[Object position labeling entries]
+ + + + + + +

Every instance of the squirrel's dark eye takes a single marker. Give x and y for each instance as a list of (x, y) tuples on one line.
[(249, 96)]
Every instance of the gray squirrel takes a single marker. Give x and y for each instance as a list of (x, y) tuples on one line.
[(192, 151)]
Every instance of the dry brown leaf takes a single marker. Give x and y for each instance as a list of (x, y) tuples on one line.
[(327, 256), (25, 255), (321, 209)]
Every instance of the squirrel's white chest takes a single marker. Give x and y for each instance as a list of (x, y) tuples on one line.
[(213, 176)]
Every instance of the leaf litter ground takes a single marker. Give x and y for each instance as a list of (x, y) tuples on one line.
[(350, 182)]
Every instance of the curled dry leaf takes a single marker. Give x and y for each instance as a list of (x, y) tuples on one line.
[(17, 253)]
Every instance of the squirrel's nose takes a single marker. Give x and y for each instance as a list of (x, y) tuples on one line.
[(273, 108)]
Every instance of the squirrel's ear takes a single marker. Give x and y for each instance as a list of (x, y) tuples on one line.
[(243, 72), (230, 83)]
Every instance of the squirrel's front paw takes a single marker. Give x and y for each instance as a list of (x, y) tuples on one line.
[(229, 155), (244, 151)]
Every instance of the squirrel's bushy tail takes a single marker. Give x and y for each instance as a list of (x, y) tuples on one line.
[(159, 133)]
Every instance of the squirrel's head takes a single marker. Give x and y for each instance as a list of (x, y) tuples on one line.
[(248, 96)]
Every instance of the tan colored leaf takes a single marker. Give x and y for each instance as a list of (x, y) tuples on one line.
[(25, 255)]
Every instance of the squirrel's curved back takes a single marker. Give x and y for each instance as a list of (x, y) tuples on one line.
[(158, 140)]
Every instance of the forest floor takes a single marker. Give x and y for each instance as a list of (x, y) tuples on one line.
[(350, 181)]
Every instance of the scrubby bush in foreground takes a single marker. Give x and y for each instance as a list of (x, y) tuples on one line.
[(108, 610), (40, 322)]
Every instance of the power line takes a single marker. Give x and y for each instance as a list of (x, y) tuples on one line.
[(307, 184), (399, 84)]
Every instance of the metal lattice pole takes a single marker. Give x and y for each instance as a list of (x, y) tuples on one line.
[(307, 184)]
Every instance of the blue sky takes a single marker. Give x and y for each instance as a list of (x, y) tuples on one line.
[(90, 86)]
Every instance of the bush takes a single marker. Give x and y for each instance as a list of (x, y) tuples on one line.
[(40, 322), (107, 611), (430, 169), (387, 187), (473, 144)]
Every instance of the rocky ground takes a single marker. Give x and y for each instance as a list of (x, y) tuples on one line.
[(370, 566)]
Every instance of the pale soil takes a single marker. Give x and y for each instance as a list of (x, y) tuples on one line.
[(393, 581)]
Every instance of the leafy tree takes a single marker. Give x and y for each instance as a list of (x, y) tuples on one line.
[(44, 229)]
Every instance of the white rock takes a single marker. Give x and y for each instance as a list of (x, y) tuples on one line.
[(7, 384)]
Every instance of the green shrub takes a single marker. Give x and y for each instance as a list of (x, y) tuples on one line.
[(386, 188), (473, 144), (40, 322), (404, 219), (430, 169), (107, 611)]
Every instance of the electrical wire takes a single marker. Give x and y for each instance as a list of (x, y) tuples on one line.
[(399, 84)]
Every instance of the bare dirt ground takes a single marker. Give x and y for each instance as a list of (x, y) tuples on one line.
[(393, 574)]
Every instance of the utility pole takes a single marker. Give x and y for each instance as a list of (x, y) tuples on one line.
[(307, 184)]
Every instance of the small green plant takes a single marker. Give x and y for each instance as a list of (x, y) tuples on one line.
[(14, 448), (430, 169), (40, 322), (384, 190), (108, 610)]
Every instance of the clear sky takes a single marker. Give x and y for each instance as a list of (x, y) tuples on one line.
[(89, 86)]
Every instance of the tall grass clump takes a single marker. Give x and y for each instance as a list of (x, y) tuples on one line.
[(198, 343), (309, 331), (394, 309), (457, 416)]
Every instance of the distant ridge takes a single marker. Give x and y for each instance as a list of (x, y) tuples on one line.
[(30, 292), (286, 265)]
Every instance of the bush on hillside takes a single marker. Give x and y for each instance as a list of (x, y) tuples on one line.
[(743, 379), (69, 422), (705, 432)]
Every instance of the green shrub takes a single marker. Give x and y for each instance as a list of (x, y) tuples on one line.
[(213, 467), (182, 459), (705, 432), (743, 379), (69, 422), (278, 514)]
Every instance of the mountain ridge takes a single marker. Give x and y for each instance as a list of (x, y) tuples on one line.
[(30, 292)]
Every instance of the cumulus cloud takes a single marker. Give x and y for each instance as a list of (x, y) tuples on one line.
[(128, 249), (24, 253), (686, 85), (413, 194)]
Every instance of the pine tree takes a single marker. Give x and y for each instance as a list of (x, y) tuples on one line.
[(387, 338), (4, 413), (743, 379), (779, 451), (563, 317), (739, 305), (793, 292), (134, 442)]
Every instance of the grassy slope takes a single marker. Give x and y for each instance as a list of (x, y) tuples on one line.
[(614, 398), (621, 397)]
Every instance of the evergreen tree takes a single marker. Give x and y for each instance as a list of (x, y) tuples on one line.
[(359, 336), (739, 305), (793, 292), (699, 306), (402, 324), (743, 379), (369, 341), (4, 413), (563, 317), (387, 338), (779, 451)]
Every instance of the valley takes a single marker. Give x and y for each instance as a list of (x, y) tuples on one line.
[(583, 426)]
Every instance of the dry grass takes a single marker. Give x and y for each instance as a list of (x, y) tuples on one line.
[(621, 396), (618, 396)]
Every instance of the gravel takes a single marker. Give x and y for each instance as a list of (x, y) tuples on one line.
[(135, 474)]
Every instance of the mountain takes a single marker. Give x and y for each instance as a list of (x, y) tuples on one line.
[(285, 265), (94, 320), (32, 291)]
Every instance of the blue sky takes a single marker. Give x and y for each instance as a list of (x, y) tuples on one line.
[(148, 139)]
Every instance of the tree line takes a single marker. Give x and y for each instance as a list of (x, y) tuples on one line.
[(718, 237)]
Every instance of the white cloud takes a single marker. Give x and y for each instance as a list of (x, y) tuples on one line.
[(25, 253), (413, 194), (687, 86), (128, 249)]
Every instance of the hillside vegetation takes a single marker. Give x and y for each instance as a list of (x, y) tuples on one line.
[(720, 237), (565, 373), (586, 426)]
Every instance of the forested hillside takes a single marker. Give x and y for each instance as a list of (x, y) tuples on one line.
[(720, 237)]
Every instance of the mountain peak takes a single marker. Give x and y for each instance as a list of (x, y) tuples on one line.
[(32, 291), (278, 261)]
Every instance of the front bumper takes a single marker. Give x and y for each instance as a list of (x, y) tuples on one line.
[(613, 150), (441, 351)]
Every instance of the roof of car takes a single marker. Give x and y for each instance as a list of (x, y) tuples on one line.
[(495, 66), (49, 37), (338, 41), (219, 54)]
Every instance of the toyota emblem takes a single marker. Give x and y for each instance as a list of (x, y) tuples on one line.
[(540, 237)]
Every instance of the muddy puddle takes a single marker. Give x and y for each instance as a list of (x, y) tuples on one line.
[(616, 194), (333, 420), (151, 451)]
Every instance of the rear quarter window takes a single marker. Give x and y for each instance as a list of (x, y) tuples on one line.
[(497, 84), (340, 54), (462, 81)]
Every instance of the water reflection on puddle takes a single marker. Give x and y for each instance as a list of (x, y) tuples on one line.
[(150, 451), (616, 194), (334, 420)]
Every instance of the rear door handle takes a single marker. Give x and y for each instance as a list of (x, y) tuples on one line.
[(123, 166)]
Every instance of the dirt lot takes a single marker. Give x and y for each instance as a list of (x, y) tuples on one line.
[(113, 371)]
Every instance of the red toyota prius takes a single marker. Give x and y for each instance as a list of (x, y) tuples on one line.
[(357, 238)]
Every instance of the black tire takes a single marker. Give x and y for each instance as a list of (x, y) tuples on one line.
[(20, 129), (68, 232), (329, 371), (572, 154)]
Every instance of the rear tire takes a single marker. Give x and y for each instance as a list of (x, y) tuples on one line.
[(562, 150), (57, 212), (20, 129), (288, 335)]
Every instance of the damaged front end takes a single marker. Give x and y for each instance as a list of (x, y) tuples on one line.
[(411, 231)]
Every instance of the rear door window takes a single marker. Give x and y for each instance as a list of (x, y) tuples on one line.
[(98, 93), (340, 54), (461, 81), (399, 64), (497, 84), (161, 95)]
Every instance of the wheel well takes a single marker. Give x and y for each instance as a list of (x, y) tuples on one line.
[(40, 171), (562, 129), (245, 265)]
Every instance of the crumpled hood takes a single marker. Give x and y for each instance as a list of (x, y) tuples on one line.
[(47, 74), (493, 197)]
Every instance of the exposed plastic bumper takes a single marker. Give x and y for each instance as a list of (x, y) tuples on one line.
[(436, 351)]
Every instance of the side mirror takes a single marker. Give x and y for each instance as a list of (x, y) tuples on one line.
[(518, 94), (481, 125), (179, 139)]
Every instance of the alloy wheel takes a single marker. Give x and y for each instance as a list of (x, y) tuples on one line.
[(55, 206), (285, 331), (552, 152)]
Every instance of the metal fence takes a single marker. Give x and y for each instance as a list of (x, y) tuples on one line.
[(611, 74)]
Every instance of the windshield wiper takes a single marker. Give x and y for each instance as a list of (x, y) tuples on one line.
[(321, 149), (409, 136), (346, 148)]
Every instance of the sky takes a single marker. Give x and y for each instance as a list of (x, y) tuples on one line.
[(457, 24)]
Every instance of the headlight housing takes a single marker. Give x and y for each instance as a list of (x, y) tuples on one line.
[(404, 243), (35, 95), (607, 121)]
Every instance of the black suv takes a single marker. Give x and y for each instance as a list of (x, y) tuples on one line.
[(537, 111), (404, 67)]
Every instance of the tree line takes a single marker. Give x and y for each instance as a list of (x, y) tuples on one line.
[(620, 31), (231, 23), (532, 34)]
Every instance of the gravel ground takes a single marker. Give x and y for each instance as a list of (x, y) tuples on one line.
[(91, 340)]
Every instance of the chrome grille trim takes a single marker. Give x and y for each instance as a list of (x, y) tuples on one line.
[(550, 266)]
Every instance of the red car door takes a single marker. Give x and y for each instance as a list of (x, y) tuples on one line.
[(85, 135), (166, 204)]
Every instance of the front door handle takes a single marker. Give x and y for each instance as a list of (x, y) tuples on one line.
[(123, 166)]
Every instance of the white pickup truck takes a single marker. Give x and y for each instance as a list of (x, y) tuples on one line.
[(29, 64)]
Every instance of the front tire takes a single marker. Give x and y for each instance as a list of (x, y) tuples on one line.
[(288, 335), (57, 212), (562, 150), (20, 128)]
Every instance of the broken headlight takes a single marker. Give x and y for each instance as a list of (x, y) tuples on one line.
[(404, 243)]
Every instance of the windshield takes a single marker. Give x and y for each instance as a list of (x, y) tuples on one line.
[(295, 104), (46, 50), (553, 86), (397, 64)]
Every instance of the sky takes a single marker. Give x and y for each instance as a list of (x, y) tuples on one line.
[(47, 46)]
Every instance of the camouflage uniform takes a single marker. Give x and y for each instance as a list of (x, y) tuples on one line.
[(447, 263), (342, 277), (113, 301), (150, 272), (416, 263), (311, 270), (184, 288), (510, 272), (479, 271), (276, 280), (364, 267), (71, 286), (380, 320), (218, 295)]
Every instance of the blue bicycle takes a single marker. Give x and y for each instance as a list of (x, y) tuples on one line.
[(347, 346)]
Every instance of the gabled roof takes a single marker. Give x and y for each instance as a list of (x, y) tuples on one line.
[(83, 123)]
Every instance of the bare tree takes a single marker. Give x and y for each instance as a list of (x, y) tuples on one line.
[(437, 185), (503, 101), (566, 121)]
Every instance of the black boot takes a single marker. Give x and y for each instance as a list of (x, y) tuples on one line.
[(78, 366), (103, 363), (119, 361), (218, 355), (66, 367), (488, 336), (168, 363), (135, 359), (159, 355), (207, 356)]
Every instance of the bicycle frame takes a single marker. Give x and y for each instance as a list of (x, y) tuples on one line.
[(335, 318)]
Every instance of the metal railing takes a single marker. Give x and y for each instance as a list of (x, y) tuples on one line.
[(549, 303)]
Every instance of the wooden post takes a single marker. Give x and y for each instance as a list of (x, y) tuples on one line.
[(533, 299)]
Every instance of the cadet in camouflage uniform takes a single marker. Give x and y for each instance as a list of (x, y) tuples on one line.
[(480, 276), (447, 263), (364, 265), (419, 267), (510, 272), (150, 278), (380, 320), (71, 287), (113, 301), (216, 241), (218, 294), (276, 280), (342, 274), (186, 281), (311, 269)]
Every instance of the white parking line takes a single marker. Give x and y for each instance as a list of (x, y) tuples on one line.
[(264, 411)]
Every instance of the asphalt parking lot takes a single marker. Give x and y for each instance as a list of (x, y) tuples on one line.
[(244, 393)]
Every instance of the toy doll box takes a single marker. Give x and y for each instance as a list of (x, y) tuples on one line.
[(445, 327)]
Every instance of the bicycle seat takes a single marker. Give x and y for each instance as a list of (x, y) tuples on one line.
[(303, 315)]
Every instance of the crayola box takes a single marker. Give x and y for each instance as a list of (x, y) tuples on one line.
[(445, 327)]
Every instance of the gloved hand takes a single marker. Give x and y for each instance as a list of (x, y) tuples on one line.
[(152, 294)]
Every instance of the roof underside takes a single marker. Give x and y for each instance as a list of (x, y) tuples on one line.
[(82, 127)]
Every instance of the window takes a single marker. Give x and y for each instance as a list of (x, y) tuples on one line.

+ + + + + + +

Exercise instructions: Rewrite the listing from its first line up to and including the line with "[(192, 151)]", replacing "single marker" with "single point" and leaving everything else unchanged.

Result of the exercise:
Every instance of the squirrel's dark eye takes a single point. Give x and y for each instance as a list of (x, y) tuples on one line.
[(249, 96)]
Every instance of the gray squirrel takes a single point. Give x and y for each instance as a list of (x, y) tuples on one line.
[(192, 151)]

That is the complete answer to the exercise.